*Requests:*
**a.** In the column excerpt, reproduce the passage starting at "Here’s a sample" and ending at "with security team.", replacing "convention" with "conference".
**b.** For each statement, indicate whether the column excerpt supports it, answering yes or no and quoting the words of the excerpt that decide it. (i) The flight attendant uses complete sentences after the writer proposes it. (ii) The soldier seated next to the writer had recently returned from Iraq. (iii) The tall youngster on the tour is the teenage son of a local convention volunteer.

*Selected extract:*
════════

A few years back, I released Rejection, Romance, & Royalties: The Wacky World of a Working Writer, a collection of my columns for Nink, the in-house monthly publication of Novelists, Inc.
I recently realized how many columns I’ve written since then (precise figure: a whole bunch) and decided it’s time to sort through them and start preparing another volume describing the trials and tribulations of this weary writer’s wacky world.
Here’s a sample of one of those pieces. I hope you enjoy it!
Leave home for weekend away, to be guest at writers convention.
At airport security, am mistaken for terrorist and am required to become uncomfortably well-acquainted with security team.
Am eventually released to go sit in lounge, trapped among people screaming into cell phones (“I’m at the airport now. The airport. The airport. Where are you?”) and televisions screaming thrilling world news (Obama puppy learns to walk on leash). Then airline employee starts screaming out “group numbers” for boarding plane.
Employee never screams my group number, evidently having grown weary and disillusioned before reaching it. So I board without permission, moments before plane pulls away from gate.
Flight attendant barks at me: “Bag! There! Now!”
I stare in blank confusion. “Pardon?”
She again barks, “Bag! There! Now!”
We do this several more times.
I then propose she experiment with complete sentences. She does (and I am now Troublemaker). It turns out I have been assigned only seat on plane without place to stow cherished personal belongings, which I must now give to barking flight attendant for duration of flight.
We fly to distant airport, where I have five-year layover among screaming cell phones and TVs before boarding next plane. Upon “deplaning” at final destination, sturdy young soldier recently returned from Iraq untangles himself from his tiny seat next to my tiny seat and says he feels like we’ve been imprisoned on a slave ship. I agree.
Arrive at convention hotel. Having spent entire day in transit, I unpack suitcase and fall into hotel bed.
Hospitable convention committee takes guests sight-seeing. In vehicle, I wind up sitting next to colleague of one of my former agents. (I have so many former agents, this sort of thing bound to happen.)
Also on today’s tour is editor from publisher that dumped me. (Ditto.)
And a tall youngster, too shy to make eye contact or talk, accompanies us. Turns out to be another New York agent, not teenage son of local convention volunteer. (Oops.) Works at one of my former agencies. (See?) Also turns out not to be shy, just unwilling to waste conversation on me.

════════

*Records:*

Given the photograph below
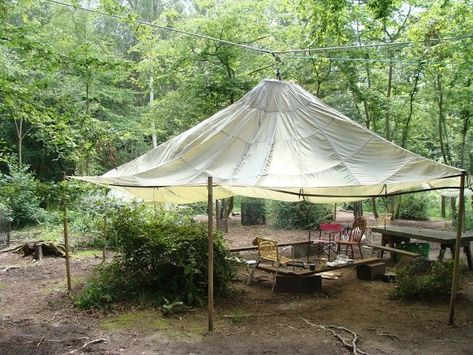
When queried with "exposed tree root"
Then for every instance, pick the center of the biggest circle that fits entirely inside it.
(95, 341)
(337, 331)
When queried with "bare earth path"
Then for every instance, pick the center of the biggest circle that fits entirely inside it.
(37, 316)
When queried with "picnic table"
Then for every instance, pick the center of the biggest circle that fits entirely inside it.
(395, 234)
(298, 271)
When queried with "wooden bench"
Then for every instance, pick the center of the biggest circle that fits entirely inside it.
(406, 256)
(394, 250)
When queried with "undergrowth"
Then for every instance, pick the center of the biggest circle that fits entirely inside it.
(424, 280)
(161, 258)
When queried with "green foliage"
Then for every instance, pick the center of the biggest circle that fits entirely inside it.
(253, 211)
(423, 280)
(171, 308)
(160, 254)
(106, 287)
(414, 206)
(303, 215)
(19, 193)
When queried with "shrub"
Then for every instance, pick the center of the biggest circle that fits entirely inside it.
(160, 255)
(303, 215)
(19, 192)
(414, 206)
(423, 280)
(253, 211)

════════

*Answers in order:*
**a.**
Here’s a sample of one of those pieces. I hope you enjoy it!
Leave home for weekend away, to be guest at writers conference.
At airport security, am mistaken for terrorist and am required to become uncomfortably well-acquainted with security team.

**b.**
(i) Yes: "I then propose she experiment with complete sentences. She does"
(ii) Yes: "sturdy young soldier recently returned from Iraq"
(iii) No: "Turns out to be another New York agent, not teenage son of local convention volunteer."